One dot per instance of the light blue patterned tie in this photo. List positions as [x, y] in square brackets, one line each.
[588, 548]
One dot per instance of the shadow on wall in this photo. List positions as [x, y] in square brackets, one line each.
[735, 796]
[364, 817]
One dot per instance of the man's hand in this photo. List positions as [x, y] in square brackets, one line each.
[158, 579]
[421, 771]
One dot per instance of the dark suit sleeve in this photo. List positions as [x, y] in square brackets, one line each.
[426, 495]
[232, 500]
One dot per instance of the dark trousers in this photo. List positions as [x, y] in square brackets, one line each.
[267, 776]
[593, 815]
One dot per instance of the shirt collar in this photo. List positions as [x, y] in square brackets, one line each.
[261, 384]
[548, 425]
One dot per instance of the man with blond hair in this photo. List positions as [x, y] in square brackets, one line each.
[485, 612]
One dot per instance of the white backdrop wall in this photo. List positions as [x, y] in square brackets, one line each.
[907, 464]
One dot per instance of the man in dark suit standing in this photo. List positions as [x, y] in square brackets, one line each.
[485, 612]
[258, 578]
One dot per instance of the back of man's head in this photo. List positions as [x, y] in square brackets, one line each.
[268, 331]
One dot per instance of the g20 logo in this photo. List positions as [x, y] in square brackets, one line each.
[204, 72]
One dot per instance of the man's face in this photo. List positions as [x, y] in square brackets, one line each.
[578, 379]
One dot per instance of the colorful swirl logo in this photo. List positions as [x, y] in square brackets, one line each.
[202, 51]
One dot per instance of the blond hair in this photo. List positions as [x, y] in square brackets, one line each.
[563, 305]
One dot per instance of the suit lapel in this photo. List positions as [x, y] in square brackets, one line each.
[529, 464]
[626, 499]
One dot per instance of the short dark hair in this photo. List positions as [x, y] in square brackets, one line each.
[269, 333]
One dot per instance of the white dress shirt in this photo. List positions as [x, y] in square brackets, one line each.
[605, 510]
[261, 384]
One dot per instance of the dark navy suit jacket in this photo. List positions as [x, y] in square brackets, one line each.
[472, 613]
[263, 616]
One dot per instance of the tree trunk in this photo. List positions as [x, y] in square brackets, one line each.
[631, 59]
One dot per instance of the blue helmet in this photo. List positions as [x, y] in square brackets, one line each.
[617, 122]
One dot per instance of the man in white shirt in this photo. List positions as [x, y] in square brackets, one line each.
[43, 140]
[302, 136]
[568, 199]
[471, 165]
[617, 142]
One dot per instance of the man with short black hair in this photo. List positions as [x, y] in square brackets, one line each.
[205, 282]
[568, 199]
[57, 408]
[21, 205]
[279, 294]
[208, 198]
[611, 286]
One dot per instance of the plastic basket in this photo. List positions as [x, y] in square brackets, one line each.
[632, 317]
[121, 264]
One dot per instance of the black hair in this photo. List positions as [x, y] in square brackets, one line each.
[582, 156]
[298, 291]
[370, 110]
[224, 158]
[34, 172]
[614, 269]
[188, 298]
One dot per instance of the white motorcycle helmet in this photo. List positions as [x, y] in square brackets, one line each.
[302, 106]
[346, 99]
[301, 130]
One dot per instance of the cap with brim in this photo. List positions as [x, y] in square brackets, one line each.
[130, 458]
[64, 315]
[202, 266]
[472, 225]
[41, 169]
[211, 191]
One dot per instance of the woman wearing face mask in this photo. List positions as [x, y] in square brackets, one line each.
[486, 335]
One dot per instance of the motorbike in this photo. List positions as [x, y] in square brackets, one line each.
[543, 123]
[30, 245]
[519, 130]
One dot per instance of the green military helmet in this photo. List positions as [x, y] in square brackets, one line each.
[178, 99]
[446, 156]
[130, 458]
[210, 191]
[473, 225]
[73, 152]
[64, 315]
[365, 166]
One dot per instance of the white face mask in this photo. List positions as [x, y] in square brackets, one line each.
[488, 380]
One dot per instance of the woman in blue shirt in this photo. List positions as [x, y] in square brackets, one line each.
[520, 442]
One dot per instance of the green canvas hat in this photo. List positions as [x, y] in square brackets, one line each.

**Problem statement**
Reproduce all of the records exactly.

**Correct output**
One dot per instance of the light blue patterned tie in this photo. List positions as [x, y] in square brackets, one line each.
[588, 548]
One dot per instance of the shadow on wall in this photo. List positions as [x, y] in square brackets, one line each.
[735, 796]
[364, 817]
One dot per instance of the man's hand in this photo. List positions as [x, y] in square brackets, one line each.
[158, 579]
[421, 771]
One dot per instance of the dark suit sleeve in this photo. List positions as [x, y] in square brackets, one line each.
[426, 495]
[232, 500]
One dot per instance of the dark trousers in this photo. List positions as [x, y] in square brackets, one line each.
[267, 776]
[593, 815]
One dot per instance of the shirt collar in this photo. List positions as [x, y] in square brackets, one line each.
[261, 384]
[548, 425]
One dot per instance of the man with blond hair in this photo. List positions as [x, y] in square brackets, one line each.
[485, 612]
One dot per instance of the white backdrop wall in this photo. List positions as [x, y] in square brackets, one line each.
[907, 464]
One dot per instance of the man in dark suit standing in this photo. List positions as [x, y] in square brackets, one line each.
[485, 612]
[258, 578]
One dot per instance of the back of man's head in this photo. List positions as [x, y] in square brackets, one line each.
[268, 331]
One dot per instance of the g20 logo in this photo. List positions as [x, y] in square brackets, one line each.
[204, 72]
One dot per instance of the man's face in this photo. List positions as [x, y] in square brackets, one line each.
[578, 379]
One dot per instance of the colorful swirl logo in this photo. List positions as [x, y] in square brackets, one line each.
[202, 51]
One dot per instance of the blond hair in this photo. List positions as [x, y] in square brackets, one line each.
[563, 305]
One dot per instance of the suit lapel in this photo. List positions as [x, y] in square brackets, one line each.
[529, 464]
[626, 499]
One dot per instance of the short dark hair in this photo. List positions as [x, y] in square brackets, one line each.
[269, 333]
One dot per instance of the white dress shirt in this photo. List positions as [x, y] in square brackets, one line each.
[605, 510]
[261, 384]
One dot per instance of the dark navy suit jacket in this photo. List positions as [x, y] in square brackets, one line each.
[472, 613]
[263, 616]
One dot per instance of the tree trunk in this photo. List positions as [x, y] in square brackets, one line each.
[631, 59]
One dot per instance of the blue helmet in this photo. List positions as [x, y] in square brackets, one line each.
[617, 122]
One dot per instance of the man in white shirt in this photo. List positions as [x, y] in square brackets, one line each.
[43, 140]
[302, 136]
[568, 199]
[471, 165]
[617, 142]
One dot per instance of the man with short black hair in this photo. List positions as [x, y] in square brackets, one line each.
[205, 282]
[568, 199]
[57, 408]
[21, 205]
[279, 294]
[208, 198]
[611, 286]
One dot per instance of the plastic basket in this photo. List positions as [x, y] in square brackets, one line each.
[632, 317]
[121, 264]
One dot per instance of the black hair in this photo. List positions as [x, y] in square brackets, one line each.
[582, 156]
[298, 291]
[370, 110]
[224, 158]
[34, 172]
[614, 269]
[188, 298]
One dot per instance of the white motorcycle helmet in this photo. List positions as [x, y] in square brackets, one line each.
[302, 106]
[346, 99]
[301, 130]
One dot per instance of the cap with brim in this photo. List positions as [x, y] in square brackets, one line each.
[130, 458]
[64, 315]
[202, 266]
[472, 225]
[41, 169]
[211, 191]
One dot per instance of the woman wearing face mask in this photo. List positions as [x, y] in square brackets, one line each.
[486, 335]
One dot per instance of the motorbike in this photo. List positions as [x, y] in square brackets, one line each.
[543, 123]
[30, 245]
[519, 130]
One dot per instance of the green military helmet in this photo. List positions as [x, y] in square brackets, one line each.
[178, 99]
[446, 156]
[130, 458]
[210, 191]
[473, 225]
[73, 152]
[64, 315]
[365, 166]
One dot per instance of the white face mask in this photo. List positions as [x, y] in square brackets, one line each.
[488, 380]
One dot per instance of the woman in blue shirt in this photo. List positions as [x, y] in square brackets, one line each.
[520, 442]
One dot per instance of the green canvas hat in this photo. List positions as [x, y] in square brackets, one line each.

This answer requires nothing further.